Page.
- - - -

KEEP MOVING
Peter Griffin

Heellloooo! How can this malarkey still be going on? I must be in the wrong union.

WHEN IN DOUBT, TRY AGAIN
Don Guthrie got caught robbing a coin-operated laundry and to stay out of jail, he signed up with a bail bondsman. To cover his post-dated check, Guthrie robbed a bank, netting $9,000. He would have gotten away clean, but smashed his car while fleeing the scene. Guthrie is now being held on $100,000 bail. Guess how he plans to pay that bill.

SUPPORT YOUR GREAT DANES www.asuhockey.com
F. Wagner, the road warrior reporter, submits this trip down memory lane:
THE THRUWAY: “We have one thing in our favor…the games never start on time”
THE BELT: “Closed…an accident.
THE VAN WYCK? Jammed.
THE GOWANUS? Huh?”
STATEN ISLAND EXPRESSWAY: “They can’t secede…where will we put all the garbage?”
THE L.I.E: “Half a mile in half an hour, and these nitwits call it an expressway.”
THE CROSS ISLAND: “You spend more time driving than they do playing.”

- - - -

Given information.
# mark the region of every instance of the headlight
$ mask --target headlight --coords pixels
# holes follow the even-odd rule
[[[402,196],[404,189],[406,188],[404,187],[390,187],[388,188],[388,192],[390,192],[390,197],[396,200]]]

- - - -

Aim of the exercise. Continue the "KEEP MOVING" humor column past its last line about the Cross Island.

Response to this exercise.
THE GOETHALS: “That’s nice kid, but do you know you live on a garbage heap”
9W: “He didn’t really say that, did he? Uh, yes, yes he did.”
THE TACONIC: “Relax sir, they’re not dynamite, they’re road flares.”
THE VERRAZANNO: “Seven bucks to visit a land fill?”
THE GARDEN STATE: “Which exit? No, seriously.”
THE HUTCH: “I know they’re going too fast, you know they’re going too fast, but you’re not going after them…they play for Albany.”
WEST SHORE EXPRESSWAY: “Is the rink on the right and the prison on the left, or the other way around? And how can you tell?”
THROGS NECK: “According to this, you can’t get there from here.”
SAW MILL PARKWAY: “So, you had a choice between the deer and this lady’s car, and you hit her car?”
HENRY HUDSON PARKWAY: “And he didn’t mention the open air aspect?” Uh, no, no he did not.”
WEST SIDE HIGHWAY: “Get in the emergency lane. It’s a hockey game and you’re late…that counts.”
711s EVERYWHERE: “I’m sorry, my bad…I should know better than to stand near the beer.”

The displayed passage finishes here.